DOCUMENT EXCERPT:

[Start of section]

Although it appeared that out of court restructuring was no longer an option, Boeing, recognizing that in order for it to continue to receive the necessary parts for its airplanes and TECT’s need for additional funding, continued to support the TECT business by providing funding under the Prepetition Credit Agreement. From the time it acquired the loan under the Prepetition Credit Agreement from PNC through the Petition Date, Boeing provided TECT with over $13.2 million in net new funding.
Further, TECT, understanding Boeing’s critical role as the most significant customer of TECT’s Everett, Washington facility, agreed in late 2020 to allow Boeing to begin exploring discussions with potential purchasers for the Everett operations. TECT believes that any potential purchaser would only be interested in considering a transaction for the Everett assets if it was confident that Boeing would continue to support the Everett operations as a customer. Boeing, the world’s largest aerospace company, has the knowledge and experience with respect to other similarly suited aerospace part manufacturers and, as a result, Boeing began contacting potential third party acquirers to determine their interest in a sale of TECT’s Everett business.
Further, the Debtors initiated their own sale process to find a potential buyer or buyers of their assets. In March 2021, the Debtors retained Imperial Capital, LLC (‘Imperial’) to provide investment banking services in connection with a potential sale."

[End of section]

EXERCISE SET:
- 1) For each statement, answer yes or no according to the TECT excerpt and quote the exact words of the excerpt that decide it.
(a) Boeing gave TECT more than $13.2 million in net new funding.
(b) The Debtors retained Imperial Capital, LLC in January 2021.
(c) TECT agreed in late 2020 to let Boeing explore discussions with potential purchasers for the Everett operations.
- 2) Please state what services, according to the TECT excerpt, Imperial was retained to provide.
The lines after the TECT excerpt play no part here.

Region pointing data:
[Start of section]

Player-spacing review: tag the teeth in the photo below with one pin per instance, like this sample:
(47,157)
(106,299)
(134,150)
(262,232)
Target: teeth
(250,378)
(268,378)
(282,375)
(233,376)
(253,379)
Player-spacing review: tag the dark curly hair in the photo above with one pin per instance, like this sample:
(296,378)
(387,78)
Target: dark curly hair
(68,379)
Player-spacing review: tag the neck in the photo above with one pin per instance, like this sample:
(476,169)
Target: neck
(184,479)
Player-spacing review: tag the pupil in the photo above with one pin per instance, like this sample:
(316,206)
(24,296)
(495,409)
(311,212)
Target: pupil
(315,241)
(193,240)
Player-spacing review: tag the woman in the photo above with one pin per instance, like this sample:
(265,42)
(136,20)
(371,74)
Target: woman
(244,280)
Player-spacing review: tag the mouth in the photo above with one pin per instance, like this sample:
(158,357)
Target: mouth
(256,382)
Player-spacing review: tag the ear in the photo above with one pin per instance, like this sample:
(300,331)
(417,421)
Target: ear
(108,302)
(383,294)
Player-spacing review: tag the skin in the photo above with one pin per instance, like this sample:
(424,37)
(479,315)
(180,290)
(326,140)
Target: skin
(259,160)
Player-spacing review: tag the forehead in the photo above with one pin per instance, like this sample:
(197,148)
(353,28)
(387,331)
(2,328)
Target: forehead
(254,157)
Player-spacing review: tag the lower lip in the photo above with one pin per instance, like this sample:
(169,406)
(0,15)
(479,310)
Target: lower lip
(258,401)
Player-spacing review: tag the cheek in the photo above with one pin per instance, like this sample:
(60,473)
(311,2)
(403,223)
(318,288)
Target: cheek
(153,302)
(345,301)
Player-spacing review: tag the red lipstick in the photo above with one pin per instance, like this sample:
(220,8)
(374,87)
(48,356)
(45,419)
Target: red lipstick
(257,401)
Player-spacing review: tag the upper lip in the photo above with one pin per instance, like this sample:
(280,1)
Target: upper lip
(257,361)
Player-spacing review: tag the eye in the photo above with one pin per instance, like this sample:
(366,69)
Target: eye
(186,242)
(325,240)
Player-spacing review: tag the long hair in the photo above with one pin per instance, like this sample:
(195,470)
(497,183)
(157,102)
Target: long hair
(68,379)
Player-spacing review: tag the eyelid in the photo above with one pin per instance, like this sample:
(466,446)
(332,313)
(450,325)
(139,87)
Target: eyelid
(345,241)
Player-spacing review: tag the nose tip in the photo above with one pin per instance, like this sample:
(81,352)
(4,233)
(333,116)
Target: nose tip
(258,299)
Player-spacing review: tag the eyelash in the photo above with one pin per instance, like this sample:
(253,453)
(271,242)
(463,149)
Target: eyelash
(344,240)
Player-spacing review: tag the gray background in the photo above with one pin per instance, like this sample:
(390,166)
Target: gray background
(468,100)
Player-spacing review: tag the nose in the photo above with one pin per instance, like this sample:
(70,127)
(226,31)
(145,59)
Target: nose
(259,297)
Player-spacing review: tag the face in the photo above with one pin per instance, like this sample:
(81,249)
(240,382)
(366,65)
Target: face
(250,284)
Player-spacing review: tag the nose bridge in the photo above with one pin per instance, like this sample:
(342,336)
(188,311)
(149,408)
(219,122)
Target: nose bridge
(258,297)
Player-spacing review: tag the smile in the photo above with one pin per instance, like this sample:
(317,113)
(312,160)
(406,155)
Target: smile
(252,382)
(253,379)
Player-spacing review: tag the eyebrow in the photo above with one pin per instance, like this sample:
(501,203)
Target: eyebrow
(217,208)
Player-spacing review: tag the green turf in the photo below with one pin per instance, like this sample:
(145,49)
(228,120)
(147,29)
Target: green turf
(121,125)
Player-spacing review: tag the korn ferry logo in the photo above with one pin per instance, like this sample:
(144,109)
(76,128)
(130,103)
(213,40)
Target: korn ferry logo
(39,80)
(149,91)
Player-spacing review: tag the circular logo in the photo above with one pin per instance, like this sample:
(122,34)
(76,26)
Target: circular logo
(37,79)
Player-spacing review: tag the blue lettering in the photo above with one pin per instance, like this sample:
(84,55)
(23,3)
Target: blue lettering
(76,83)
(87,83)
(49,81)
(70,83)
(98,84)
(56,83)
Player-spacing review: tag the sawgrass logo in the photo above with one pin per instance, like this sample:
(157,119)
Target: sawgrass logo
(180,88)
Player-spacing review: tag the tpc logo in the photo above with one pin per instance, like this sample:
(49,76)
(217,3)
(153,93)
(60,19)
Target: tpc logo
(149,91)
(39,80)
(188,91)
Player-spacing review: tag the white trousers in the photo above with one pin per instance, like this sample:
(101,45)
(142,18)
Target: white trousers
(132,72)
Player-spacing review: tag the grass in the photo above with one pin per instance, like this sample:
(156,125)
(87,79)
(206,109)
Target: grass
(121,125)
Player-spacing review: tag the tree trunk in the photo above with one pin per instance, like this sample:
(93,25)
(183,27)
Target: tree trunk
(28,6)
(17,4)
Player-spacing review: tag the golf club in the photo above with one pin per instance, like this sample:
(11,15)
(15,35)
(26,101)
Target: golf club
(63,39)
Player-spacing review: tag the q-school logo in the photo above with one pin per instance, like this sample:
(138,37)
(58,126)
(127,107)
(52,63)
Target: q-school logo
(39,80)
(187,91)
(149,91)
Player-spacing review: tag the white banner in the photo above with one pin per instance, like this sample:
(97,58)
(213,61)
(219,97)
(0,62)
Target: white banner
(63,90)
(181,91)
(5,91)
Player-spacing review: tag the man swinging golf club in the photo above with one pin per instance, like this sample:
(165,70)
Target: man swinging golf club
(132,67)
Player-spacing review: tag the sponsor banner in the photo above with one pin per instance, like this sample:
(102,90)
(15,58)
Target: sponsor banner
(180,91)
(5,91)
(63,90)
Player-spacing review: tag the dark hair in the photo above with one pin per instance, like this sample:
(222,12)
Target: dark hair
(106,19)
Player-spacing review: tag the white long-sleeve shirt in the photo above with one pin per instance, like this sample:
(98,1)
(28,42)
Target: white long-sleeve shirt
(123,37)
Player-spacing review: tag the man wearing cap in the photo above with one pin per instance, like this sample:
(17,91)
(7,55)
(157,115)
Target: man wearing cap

[End of section]

EXPECTED RESPONSES:
- 1)
(a) Yes: "Boeing provided TECT with over $13.2 million in net new funding."
(b) No: "In March 2021, the Debtors retained Imperial Capital, LLC"
(c) Yes: "agreed in late 2020 to allow Boeing to begin exploring discussions with potential purchasers for the Everett operations"

- 2) Investment banking services in connection with a potential sale.